Material for this exercise:
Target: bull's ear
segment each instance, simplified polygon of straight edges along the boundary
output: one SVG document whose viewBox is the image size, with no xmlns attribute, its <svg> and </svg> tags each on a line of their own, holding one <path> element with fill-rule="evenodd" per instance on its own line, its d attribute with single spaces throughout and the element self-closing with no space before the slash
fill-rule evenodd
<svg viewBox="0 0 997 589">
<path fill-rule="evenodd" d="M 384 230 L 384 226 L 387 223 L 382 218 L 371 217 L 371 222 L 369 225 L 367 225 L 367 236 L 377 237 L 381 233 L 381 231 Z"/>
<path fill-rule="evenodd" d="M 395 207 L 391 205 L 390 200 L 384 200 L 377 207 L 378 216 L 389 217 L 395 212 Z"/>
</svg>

* * *

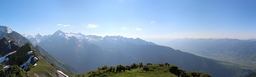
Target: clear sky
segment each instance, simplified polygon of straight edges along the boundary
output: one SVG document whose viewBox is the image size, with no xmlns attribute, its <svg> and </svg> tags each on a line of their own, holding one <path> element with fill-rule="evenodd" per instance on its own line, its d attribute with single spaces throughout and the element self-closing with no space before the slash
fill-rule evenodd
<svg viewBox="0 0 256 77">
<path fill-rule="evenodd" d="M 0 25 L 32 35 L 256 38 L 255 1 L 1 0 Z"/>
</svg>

---

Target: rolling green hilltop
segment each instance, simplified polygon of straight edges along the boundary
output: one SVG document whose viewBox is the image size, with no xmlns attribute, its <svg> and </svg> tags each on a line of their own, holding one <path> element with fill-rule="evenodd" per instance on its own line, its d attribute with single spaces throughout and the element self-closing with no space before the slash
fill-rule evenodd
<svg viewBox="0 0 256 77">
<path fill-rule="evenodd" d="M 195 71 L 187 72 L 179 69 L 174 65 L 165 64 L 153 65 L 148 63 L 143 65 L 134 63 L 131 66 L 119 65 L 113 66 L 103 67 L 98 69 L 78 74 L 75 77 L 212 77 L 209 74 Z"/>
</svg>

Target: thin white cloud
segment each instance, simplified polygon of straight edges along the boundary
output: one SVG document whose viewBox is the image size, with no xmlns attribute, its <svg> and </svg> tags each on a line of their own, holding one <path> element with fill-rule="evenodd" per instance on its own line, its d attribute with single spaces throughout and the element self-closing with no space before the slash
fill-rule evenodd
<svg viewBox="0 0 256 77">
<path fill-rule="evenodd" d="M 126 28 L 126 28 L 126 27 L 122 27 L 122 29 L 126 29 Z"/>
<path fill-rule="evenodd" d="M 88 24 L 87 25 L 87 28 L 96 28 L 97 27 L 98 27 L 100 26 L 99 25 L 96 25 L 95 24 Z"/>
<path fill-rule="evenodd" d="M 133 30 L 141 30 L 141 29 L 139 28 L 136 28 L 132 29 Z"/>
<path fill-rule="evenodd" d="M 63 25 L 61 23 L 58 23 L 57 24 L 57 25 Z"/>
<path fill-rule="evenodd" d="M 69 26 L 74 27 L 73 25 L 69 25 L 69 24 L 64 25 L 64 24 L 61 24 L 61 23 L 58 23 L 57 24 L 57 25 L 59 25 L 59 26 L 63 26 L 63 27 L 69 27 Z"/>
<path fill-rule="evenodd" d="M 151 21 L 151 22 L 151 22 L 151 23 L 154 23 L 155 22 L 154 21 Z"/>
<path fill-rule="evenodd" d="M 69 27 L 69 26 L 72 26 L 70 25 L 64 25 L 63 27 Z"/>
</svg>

Objective: Convert the data above, from the line containing "Target: thin white cloud" through the line containing "63 25 L 61 23", into a Markdown table. Use the columns Row and Line, number each line, and leave out blank lines.

Response:
| Row | Line |
|---|---|
| 1 | Target: thin white cloud |
| 2 | segment each instance, simplified polygon of straight edges along the boundary |
| 3 | output: one SVG document whose viewBox is the image size, with no xmlns attribute, its <svg> and </svg> tags each on a line of their own, holding one <path> element with fill-rule="evenodd" per instance on its own line, its d attribute with single spaces throughout and the element self-closing with no space before the slash |
| 4 | fill-rule evenodd |
| 5 | <svg viewBox="0 0 256 77"> |
| 6 | <path fill-rule="evenodd" d="M 126 28 L 126 28 L 126 27 L 122 27 L 122 29 L 126 29 Z"/> |
| 7 | <path fill-rule="evenodd" d="M 88 24 L 87 25 L 87 28 L 96 28 L 97 27 L 98 27 L 100 26 L 99 25 L 96 25 L 95 24 Z"/> |
| 8 | <path fill-rule="evenodd" d="M 133 30 L 141 30 L 141 29 L 139 28 L 136 28 L 132 29 Z"/> |
| 9 | <path fill-rule="evenodd" d="M 63 25 L 61 23 L 58 23 L 57 24 L 57 25 Z"/> |